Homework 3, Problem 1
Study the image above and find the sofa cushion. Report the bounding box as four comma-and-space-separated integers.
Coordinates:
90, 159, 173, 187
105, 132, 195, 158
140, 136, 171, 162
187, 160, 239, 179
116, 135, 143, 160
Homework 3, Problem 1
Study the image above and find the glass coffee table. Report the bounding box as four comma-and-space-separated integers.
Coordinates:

Task details: Pull out each line of the listing above that contains the string "find". Case matters.

Result of the task:
Study the image above and find the sofa cushion. Report the bounding box as four comma-and-space-separated integers.
Study the image above and find the glass coffee table. Report the bounding box as four comma-and-space-separated integers.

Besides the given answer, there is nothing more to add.